= WHAT THE TASK ASKS =
Rewrite the part of the items that opens with the line containing "-- select a point on the glittering" and closes with the line containing "[(222, 456)]" as a numbered list, one line per entry, including both end lines and omitting any blank lines.

= DATASET EXTRACT =
──────────

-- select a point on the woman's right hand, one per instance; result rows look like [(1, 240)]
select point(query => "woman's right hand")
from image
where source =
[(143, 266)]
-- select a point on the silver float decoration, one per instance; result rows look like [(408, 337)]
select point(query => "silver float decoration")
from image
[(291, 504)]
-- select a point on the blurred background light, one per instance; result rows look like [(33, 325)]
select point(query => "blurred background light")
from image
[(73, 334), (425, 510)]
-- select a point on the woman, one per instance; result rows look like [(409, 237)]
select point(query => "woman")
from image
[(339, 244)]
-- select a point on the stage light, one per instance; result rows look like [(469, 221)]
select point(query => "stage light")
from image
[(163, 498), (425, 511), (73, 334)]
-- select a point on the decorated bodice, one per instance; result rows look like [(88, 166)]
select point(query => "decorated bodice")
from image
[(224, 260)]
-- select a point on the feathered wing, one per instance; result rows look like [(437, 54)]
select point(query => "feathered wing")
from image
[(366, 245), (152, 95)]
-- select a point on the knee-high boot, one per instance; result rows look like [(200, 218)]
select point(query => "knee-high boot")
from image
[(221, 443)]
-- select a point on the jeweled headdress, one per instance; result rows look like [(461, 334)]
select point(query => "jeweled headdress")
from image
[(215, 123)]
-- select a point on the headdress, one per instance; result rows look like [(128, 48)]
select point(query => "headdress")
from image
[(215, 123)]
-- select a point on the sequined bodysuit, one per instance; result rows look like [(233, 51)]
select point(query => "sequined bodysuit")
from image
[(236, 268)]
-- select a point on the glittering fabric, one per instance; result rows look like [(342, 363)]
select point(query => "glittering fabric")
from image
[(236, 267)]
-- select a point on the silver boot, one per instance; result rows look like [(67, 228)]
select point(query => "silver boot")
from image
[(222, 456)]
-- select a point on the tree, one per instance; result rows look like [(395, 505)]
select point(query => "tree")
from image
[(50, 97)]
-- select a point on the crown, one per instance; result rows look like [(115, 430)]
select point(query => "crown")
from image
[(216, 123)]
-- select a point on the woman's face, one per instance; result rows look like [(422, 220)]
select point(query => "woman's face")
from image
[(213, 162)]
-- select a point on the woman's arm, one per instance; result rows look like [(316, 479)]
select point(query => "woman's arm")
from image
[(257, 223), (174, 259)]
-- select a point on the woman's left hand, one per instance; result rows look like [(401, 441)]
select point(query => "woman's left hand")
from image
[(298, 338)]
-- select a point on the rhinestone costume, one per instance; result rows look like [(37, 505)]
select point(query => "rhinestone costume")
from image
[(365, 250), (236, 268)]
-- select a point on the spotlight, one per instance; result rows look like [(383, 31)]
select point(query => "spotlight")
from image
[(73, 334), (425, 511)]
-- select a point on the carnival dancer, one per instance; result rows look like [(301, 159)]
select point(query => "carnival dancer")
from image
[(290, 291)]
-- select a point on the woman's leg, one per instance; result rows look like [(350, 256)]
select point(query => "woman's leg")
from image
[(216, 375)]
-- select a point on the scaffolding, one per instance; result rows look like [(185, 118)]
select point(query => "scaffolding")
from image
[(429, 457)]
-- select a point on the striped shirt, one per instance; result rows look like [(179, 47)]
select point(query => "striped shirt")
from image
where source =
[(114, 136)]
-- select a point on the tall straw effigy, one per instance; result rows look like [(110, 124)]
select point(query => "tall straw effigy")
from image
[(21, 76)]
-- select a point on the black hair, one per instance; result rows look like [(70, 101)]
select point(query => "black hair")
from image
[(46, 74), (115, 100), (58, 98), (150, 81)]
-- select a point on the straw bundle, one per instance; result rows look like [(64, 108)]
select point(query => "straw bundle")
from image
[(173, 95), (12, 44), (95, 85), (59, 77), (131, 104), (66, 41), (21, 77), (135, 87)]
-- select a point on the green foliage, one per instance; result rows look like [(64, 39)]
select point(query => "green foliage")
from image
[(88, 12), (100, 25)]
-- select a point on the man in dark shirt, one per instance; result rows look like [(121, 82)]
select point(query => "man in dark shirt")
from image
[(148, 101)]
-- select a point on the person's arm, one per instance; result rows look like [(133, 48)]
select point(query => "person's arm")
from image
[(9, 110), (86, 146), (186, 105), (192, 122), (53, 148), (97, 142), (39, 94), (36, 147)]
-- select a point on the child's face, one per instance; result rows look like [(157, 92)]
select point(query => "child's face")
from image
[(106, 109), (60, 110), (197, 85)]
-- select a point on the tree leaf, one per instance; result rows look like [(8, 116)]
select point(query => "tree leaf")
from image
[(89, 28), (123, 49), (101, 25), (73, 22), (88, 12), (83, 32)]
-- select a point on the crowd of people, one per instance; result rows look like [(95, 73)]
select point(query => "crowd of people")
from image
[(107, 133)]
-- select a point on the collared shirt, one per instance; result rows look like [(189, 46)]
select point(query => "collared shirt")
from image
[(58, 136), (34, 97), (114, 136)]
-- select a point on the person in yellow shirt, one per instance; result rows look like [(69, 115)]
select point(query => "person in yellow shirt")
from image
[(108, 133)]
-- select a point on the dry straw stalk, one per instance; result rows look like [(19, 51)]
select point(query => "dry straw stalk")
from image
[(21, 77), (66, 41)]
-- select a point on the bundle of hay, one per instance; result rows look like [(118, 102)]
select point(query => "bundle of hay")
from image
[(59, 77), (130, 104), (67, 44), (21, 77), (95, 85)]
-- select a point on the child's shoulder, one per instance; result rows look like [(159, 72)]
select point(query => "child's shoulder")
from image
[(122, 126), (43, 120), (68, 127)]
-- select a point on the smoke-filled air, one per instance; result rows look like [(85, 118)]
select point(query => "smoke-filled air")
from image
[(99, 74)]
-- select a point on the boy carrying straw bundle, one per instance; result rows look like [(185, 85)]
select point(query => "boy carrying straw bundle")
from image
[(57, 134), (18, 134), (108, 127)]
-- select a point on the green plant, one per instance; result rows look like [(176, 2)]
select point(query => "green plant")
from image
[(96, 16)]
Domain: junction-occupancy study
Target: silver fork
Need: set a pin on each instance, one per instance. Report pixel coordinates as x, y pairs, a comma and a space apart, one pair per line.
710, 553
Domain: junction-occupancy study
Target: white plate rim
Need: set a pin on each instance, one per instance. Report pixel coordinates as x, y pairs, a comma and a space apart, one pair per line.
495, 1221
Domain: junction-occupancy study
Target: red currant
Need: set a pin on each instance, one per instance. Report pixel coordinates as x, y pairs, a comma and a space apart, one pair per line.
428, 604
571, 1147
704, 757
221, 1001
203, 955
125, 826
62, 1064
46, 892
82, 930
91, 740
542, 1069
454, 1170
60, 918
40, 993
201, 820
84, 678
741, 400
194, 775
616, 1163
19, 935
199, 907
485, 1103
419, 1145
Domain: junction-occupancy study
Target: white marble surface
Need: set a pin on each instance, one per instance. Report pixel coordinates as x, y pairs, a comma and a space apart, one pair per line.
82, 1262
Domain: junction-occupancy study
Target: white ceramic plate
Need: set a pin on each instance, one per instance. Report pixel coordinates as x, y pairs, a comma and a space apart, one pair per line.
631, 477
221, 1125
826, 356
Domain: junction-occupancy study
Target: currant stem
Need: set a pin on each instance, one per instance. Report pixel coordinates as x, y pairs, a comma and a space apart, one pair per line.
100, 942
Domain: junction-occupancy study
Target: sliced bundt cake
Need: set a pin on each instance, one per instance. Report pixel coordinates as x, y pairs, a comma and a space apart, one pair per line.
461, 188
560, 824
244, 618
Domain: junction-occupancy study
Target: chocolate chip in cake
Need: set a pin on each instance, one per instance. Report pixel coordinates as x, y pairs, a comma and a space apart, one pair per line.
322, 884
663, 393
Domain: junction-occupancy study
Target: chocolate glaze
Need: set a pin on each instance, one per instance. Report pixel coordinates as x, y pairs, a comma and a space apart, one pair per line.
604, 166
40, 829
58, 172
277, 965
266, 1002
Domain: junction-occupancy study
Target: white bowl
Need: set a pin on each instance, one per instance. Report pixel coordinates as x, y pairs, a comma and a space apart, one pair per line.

──────────

= ANSWER IN FULL =
1. -- select a point on the glittering fabric, one per instance; result rows look like [(342, 363)]
2. select point(query => "glittering fabric")
3. from image
4. [(236, 267)]
5. -- select a point on the silver boot, one per instance; result rows look like [(67, 228)]
6. select point(query => "silver boot")
7. from image
8. [(222, 456)]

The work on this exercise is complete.